## What needs to be done
Count the lines in the listing that contain the word "roof", and give only that number.

[Location identification entries]
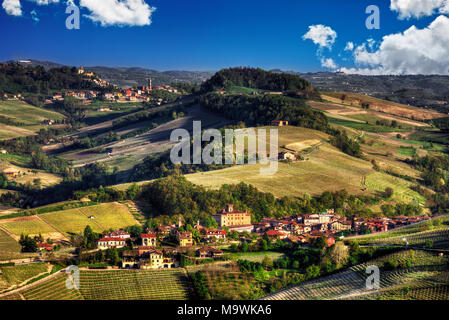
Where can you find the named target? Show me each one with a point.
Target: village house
(104, 109)
(11, 172)
(44, 246)
(153, 259)
(118, 234)
(149, 239)
(219, 234)
(274, 234)
(108, 96)
(107, 243)
(287, 155)
(339, 225)
(208, 252)
(279, 123)
(185, 239)
(230, 217)
(166, 230)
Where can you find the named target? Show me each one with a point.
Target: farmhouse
(45, 246)
(208, 252)
(230, 217)
(11, 172)
(185, 239)
(276, 234)
(149, 239)
(219, 234)
(279, 123)
(287, 155)
(152, 260)
(339, 225)
(107, 243)
(118, 234)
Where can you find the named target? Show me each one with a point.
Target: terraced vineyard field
(7, 243)
(15, 275)
(435, 224)
(426, 268)
(379, 181)
(439, 238)
(115, 285)
(134, 285)
(105, 216)
(27, 226)
(54, 289)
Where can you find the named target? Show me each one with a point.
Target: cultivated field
(8, 246)
(15, 275)
(128, 152)
(105, 216)
(29, 117)
(31, 226)
(115, 285)
(383, 106)
(351, 283)
(433, 229)
(379, 181)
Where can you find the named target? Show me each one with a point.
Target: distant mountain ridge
(131, 76)
(425, 91)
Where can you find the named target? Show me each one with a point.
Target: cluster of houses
(137, 94)
(294, 229)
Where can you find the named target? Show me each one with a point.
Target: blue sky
(210, 34)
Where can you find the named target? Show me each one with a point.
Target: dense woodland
(175, 195)
(257, 79)
(261, 110)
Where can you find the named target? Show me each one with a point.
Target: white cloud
(419, 8)
(106, 12)
(321, 35)
(414, 51)
(34, 16)
(328, 63)
(12, 7)
(349, 46)
(119, 12)
(44, 2)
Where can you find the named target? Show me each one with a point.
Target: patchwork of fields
(57, 225)
(115, 285)
(29, 119)
(426, 268)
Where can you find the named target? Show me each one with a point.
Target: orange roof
(110, 239)
(148, 235)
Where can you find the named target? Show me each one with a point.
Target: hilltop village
(106, 92)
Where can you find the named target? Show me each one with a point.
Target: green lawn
(106, 216)
(379, 181)
(254, 256)
(15, 275)
(407, 151)
(364, 126)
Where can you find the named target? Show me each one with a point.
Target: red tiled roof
(44, 245)
(274, 233)
(218, 233)
(110, 239)
(148, 235)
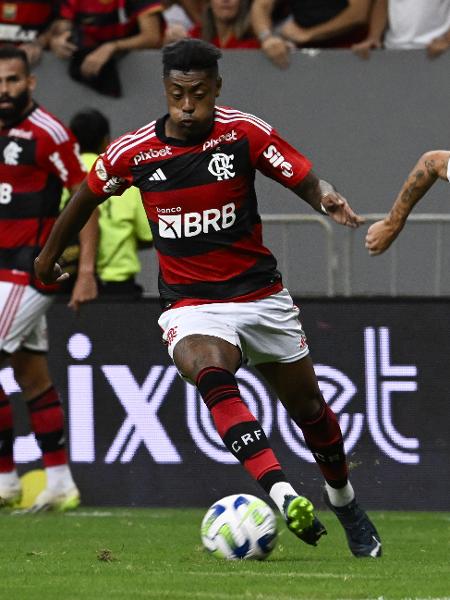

## Output for this exercise
2